** Short exercise **
Answer these questions from the article on Kanban at Red Hat:
(a) At which event did Dimitris Andreadis give his talk?
(b) What is the name of the plugin the EAP team developed for visualizing their work?
(c) In the extreme case Andreadis describes, how long did planning for the major release go on?

** Extract to read **
========================

Using Kanban with Overbård to Manage Development of Red Hat JBoss EAP

Key Takeaways

  • Have the courage to choose and evolve a process which is right for your team.
  • Kanban can work with highly distributed teams working on very complex projects.
  • Kanban enables asynchronicity and scales well. It takes less resources to implement in comparison to Scrum.
  • Kanban helps you focus on understanding and improving how you actually work.
  • Tooling is necessary to enable Kanban. We've happily shared ours: Overbård.

As planning the work for Red Hat JBoss EAP became harder and harder, Red Hat decided to adopt Kanban to make their development process more manageable, while maintaining a very high level of quality. At the Agile Greece Summit 2019, Dimitris Andreadis presented how they introduced Kanban in their distributed team and explained why they developed their own Jira add-on for visualizing the work, and how by adding parallel tasks to their Kanban cards they simplified the workflow.

The EAP team started with Kanban by mapping the full details of their workflow onto Kanban states. Visualizing the states on the Kanban board allowed everyone to have the same view, said Andreadis. Using a continuous process they optimized their process by adding, combining or removing states.

Having a complex process with many states made it difficult to visualize the work using standard Jira plugins. They decided to develop their own plugin, called Overbård, which enables them to have everything on a single board and uses filtering to reveal the information that interests them. This plugin also makes it possible to create new views on the spot, said Andreadis.

Andreadis mentioned that with Kanban, you can totally respect your existing process, roles and team dynamics, capture and visualize work in progress, then iterate and continuously improve on it. It puts you into a continuous self-improvement mentality.

InfoQ interviewed Dimitris Andreadis, director of engineering at Red Hat, after his talk at the Agile Greece Summit 2019 about the problems that they were facing, why they decided on Kanban over Scrum, how they introduced Kanban, how the Jira add-on Overbård helps them to view the ongoing work, using parallel tasks in Kanban, and the benefits that Kanban has brought them.

InfoQ: What problems were you facing?

Dimitris Andreadis: Red Hat JBoss EAP (Enterprise Application Platform) has become a very complex product. As a result, planning EAP releases is also increasingly complicated. In one extreme case of the team working on the next major release while developing features for the previous minor release, the planning for that major release was ongoing for 14 months with the requirements constantly changing. However, spending more effort on planning didn't improve the end result; it didn't make us any smarter or more accurate. We'd rather spend more time doing stuff rather than talking about it. That was a major problem.

In addition, there were cases in which requirements could be misunderstood or miscommunicated and we found that out late in the cycle. We had to find a way to collectively iterate over a requirement and make sure everyone understood what was to be done. In some cases we could go as far as implementing a proof-of-concept before we would be certain we fully understood the problem and the proposed solution.

Finally, tracking the progress of a release in such a big and distributed project was hard. There was too much parallel action going on from different sub teams working on a multitude of components. There was no easy way to have a consistent view of the current status; a single place to point someone to track progress. Naturally, sticking to agreed release dates was even harder.

InfoQ: What made you decide to adopt Kanban over Scrum?

========================

** Extracted information **
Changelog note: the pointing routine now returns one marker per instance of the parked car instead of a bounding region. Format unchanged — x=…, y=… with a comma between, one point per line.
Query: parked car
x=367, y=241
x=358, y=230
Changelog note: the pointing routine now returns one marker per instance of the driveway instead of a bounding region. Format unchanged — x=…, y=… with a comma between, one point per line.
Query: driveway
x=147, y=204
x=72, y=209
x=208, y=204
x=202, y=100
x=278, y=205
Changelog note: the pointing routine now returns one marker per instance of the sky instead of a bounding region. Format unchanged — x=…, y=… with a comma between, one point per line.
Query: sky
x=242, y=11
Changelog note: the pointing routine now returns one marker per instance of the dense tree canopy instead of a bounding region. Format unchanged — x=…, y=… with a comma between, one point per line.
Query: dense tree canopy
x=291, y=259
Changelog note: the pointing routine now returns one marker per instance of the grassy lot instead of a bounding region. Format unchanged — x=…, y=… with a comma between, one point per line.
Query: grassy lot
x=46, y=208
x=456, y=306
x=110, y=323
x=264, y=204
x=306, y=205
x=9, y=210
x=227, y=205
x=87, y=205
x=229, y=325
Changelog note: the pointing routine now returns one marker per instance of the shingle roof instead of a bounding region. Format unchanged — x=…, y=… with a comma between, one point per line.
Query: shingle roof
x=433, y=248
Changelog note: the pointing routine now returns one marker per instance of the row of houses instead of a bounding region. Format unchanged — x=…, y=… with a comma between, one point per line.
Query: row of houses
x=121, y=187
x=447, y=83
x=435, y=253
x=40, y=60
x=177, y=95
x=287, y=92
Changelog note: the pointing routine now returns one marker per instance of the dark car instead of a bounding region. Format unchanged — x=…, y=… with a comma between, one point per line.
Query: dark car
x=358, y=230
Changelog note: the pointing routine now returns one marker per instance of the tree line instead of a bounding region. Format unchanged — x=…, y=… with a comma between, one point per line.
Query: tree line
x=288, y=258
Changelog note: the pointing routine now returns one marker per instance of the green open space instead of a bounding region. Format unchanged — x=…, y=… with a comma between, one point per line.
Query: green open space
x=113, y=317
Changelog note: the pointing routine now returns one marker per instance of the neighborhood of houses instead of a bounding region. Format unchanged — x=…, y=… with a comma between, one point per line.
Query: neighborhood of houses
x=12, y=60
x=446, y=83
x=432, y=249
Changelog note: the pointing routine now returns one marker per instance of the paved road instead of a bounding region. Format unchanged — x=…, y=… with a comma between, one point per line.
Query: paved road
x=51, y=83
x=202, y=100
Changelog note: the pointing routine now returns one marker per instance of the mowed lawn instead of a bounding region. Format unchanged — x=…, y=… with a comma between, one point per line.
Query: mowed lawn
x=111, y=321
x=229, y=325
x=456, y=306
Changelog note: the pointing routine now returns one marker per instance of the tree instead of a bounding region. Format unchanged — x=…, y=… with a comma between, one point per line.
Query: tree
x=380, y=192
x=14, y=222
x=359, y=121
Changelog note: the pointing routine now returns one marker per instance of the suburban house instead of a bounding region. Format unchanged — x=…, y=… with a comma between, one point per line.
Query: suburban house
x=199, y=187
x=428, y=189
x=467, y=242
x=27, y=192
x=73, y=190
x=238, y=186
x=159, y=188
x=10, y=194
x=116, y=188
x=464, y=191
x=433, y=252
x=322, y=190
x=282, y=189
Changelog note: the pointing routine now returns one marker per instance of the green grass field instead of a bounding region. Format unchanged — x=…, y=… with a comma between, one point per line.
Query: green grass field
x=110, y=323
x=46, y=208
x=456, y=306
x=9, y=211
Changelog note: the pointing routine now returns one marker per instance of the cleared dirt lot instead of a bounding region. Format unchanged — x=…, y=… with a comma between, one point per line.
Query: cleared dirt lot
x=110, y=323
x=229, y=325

========================

** Task solution **
(a) The Agile Greece Summit 2019.
(b) Overbård.
(c) 14 months.